Make an exact reproduction of all the data.
Records supplied Start Marker
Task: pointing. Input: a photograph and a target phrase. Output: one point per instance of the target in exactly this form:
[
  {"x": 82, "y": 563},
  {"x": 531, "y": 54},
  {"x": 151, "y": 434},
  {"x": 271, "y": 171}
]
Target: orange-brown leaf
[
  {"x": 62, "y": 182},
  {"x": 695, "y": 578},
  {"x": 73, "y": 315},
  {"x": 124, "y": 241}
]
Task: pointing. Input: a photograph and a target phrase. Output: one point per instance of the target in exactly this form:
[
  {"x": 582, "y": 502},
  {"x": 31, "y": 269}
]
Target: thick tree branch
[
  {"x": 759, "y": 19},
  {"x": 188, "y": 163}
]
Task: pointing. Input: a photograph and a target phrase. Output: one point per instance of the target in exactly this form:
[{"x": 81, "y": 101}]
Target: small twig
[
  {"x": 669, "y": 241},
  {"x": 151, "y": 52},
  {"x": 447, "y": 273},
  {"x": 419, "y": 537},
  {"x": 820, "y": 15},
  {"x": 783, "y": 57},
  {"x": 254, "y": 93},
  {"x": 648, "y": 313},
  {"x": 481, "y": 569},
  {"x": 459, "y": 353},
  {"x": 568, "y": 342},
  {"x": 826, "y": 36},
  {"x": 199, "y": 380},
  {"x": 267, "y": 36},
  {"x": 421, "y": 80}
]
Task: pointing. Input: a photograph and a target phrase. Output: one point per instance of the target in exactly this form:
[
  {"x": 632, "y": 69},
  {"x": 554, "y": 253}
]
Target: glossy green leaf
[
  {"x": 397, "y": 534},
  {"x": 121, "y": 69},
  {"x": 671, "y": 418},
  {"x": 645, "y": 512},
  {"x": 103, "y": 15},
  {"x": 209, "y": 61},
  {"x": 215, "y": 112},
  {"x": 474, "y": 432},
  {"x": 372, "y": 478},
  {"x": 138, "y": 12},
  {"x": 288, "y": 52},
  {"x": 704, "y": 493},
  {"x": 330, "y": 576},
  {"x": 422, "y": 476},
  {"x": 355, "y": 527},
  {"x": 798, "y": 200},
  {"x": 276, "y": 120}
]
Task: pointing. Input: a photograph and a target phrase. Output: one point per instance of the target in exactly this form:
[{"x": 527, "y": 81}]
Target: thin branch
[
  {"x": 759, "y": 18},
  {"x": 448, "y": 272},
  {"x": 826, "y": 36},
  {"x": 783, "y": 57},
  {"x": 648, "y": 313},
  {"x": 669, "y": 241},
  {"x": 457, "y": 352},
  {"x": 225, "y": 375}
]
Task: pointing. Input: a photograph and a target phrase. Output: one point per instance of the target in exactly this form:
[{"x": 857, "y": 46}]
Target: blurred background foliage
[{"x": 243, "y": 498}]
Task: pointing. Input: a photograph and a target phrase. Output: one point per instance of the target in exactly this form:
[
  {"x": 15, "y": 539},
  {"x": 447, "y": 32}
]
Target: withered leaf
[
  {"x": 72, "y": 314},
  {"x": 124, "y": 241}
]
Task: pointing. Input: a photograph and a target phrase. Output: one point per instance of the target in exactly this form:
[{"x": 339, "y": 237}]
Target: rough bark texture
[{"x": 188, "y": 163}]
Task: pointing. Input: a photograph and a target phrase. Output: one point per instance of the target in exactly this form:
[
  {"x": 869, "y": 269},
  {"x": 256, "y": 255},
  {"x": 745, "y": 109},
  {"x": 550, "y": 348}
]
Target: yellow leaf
Records supplied End Marker
Written response =>
Task: pointing. Input: a photograph and a target phrase. Output: one point per instance of the target in exactly this form:
[
  {"x": 82, "y": 563},
  {"x": 531, "y": 54},
  {"x": 151, "y": 434},
  {"x": 271, "y": 171}
]
Target: orange-brown leaf
[
  {"x": 62, "y": 182},
  {"x": 695, "y": 578},
  {"x": 73, "y": 315},
  {"x": 124, "y": 241}
]
Task: pointing. Input: a photograph and a target phrase. Output: one point per instance of the target in exactly this form:
[
  {"x": 582, "y": 502},
  {"x": 31, "y": 269}
]
Target: thick tree branch
[
  {"x": 759, "y": 19},
  {"x": 188, "y": 163}
]
Task: pointing. Input: a photograph and a target phrase. Output: one point per instance of the target in exactly this form:
[{"x": 81, "y": 101}]
Target: small twig
[
  {"x": 669, "y": 241},
  {"x": 151, "y": 52},
  {"x": 447, "y": 273},
  {"x": 419, "y": 537},
  {"x": 820, "y": 15},
  {"x": 783, "y": 57},
  {"x": 254, "y": 93},
  {"x": 648, "y": 313},
  {"x": 481, "y": 569},
  {"x": 459, "y": 353},
  {"x": 568, "y": 342},
  {"x": 826, "y": 36},
  {"x": 199, "y": 380},
  {"x": 267, "y": 36},
  {"x": 421, "y": 80}
]
Task: pointing. Input: a photograph and a target phrase. Output: one point per instance of the target in exactly this form:
[
  {"x": 632, "y": 69},
  {"x": 554, "y": 253}
]
Target: glossy green leaf
[
  {"x": 397, "y": 534},
  {"x": 121, "y": 69},
  {"x": 671, "y": 418},
  {"x": 645, "y": 512},
  {"x": 103, "y": 15},
  {"x": 209, "y": 61},
  {"x": 215, "y": 112},
  {"x": 474, "y": 432},
  {"x": 372, "y": 478},
  {"x": 138, "y": 12},
  {"x": 288, "y": 52},
  {"x": 704, "y": 493},
  {"x": 330, "y": 576},
  {"x": 422, "y": 476},
  {"x": 355, "y": 527},
  {"x": 798, "y": 200},
  {"x": 276, "y": 120}
]
Task: pointing. Input: a photograph and a target phrase. Output: one point per instance of the target in exactly this form:
[{"x": 527, "y": 81}]
Target: thin branch
[
  {"x": 759, "y": 18},
  {"x": 448, "y": 272},
  {"x": 826, "y": 36},
  {"x": 783, "y": 57},
  {"x": 648, "y": 313},
  {"x": 669, "y": 241},
  {"x": 457, "y": 352},
  {"x": 225, "y": 375}
]
Task: pointing. Input: a photograph and a target phrase. Output: one point per instance of the target in exactly this form:
[{"x": 857, "y": 46}]
Target: blurred background foliage
[{"x": 243, "y": 498}]
Task: pointing. Input: a photograph and a target phrase. Output: one point per instance of the target in exactly this form:
[
  {"x": 15, "y": 539},
  {"x": 447, "y": 32}
]
Target: withered leaf
[
  {"x": 72, "y": 314},
  {"x": 124, "y": 241}
]
Task: pointing. Input: a photograph and a target phrase. Output: one point per instance of the target in exactly this form:
[{"x": 339, "y": 237}]
Target: rough bark texture
[{"x": 188, "y": 163}]
Task: pointing. Input: a photograph and a target phrase. Output: one point per instance of the target in exactly this form:
[
  {"x": 869, "y": 269},
  {"x": 256, "y": 255},
  {"x": 745, "y": 109},
  {"x": 550, "y": 348}
]
Target: yellow leaf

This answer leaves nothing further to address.